Page excerpt -
=======
Choosing a turkey for Christmas is a fine art – no one wants to end up with something that’s too big to fit into the oven, or one that’s too small to feed the 12 people coming over for Christmas dinner!
Thankfully there’s still plenty of time to get it right, so we’ve put together this handy guide to making sure you get the right turkey for your table.
BUYING THE BIRD
Whether you’re ordering your turkey online, heading to the butcher’s or opting for a supermarket bird, there are a number of things to take into account when you’re splashing the cash on your Christmas centrepiece.
First and foremost, it’s important to understand where your turkey has come from, and familiarise yourself with the welfare terminology. Daniel Nowland, Jamie’s in-house expert on all things food and farming related, has put together a great go-to guide that clearly spells out the differences between turkey farming categories. As a rule of thumb, organic and free-range birds are the best.
If you’re considering taking the stress out of the Christmas food shop and doing it all online, Paul Kelly’s multi award-winning Bronze traditional turkeys come highly recommended by Jamie’s food team. These gorgeous free-range birds are ridiculously flavoursome, succulent and moist, and they can be delivered to your door in time for Christmas. Good butchers will be able to point you in the right direction to make sure you buy the right sized bird for your dinner. But if you’re going solo and heading to the supermarket, use this rough guide and you’ll have plenty for the main event, along with a little extra for leftovers.
=======
Data section -
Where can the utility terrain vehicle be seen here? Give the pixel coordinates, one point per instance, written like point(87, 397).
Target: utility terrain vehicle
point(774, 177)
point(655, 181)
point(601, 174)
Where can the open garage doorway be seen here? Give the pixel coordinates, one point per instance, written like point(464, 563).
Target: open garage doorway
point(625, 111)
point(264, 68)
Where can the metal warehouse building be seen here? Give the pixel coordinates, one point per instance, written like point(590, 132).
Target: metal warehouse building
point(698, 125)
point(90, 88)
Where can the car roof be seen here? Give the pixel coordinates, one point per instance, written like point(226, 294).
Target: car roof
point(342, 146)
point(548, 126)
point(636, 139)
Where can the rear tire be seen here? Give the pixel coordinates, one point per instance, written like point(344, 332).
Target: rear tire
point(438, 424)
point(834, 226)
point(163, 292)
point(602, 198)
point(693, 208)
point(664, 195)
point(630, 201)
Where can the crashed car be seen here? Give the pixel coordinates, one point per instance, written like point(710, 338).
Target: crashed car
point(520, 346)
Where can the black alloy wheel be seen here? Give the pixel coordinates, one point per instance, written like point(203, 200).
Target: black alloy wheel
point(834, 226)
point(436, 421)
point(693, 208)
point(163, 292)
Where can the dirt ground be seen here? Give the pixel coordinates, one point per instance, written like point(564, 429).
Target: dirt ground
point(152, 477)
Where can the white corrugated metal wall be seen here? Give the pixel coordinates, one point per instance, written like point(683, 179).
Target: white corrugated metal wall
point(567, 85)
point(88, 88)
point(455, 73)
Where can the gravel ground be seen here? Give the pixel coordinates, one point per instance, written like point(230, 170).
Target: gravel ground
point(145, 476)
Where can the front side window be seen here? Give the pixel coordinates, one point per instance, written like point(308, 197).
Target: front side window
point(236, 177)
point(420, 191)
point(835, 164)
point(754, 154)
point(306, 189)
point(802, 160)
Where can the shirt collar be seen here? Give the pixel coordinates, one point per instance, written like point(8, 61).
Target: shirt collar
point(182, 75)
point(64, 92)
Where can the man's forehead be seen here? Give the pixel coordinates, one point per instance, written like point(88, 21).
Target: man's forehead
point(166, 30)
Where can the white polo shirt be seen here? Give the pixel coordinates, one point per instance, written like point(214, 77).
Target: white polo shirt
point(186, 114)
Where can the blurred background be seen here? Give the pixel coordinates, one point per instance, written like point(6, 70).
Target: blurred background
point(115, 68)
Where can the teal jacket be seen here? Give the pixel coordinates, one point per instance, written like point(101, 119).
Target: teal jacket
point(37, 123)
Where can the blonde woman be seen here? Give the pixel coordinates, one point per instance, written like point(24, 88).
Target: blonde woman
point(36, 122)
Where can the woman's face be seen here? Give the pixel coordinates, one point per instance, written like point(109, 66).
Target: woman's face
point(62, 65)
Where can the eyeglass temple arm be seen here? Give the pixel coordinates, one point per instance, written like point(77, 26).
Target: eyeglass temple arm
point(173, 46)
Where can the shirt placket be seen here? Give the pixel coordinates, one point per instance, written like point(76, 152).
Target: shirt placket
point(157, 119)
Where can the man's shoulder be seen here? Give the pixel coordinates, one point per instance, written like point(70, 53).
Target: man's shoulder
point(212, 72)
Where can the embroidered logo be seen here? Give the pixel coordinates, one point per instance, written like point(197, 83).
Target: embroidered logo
=======
Prompt 1 - In the turkey-buying guide, which kinds of birds are described as generally the best?
Prompt 2 - Continue the turkey-buying guide from the point where the text ends.

Answer area 1 - Organic and free-range birds.

Answer area 2 -
- 3kg serves 6 to 7
- 4kg serves 8 to 10
- 5kg serves 10 to 12
- 6kg serves 12 to 14
- 7kg serves 14 to 16
- 8kg serves 16 to 18
- 9kg serves 18 to 20
When you’re picking your turkey, keep an eye out for those with a dry appearance, as they’re usually better than those with a wet sheen to the flesh. A dry bird will have been hung and dry-plucked, which tends to result in better quality meat and superb flavour. Bear in mind that a good turkey may not look perfect: one that’s free of blemishes probably hasn’t had an active life and will lack flavour.
If you’ve left it late and there are no fresh turkeys available, or you’re going away and you won’t have time to shop for one, a good free-range frozen turkey is nothing to be afraid of! Remember to carefully check the packet instructions for thawing times, though, as it’s really important to follow these properly.
PREPARING YOUR TURKEY
Take your turkey out of the fridge 30 minutes before you intend to put it in the oven. This way, your oven will have plenty of time to preheat, and you’ll get less shrinkage.
Remember, there’s no need to wash a turkey – any bacteria will be killed during cooking.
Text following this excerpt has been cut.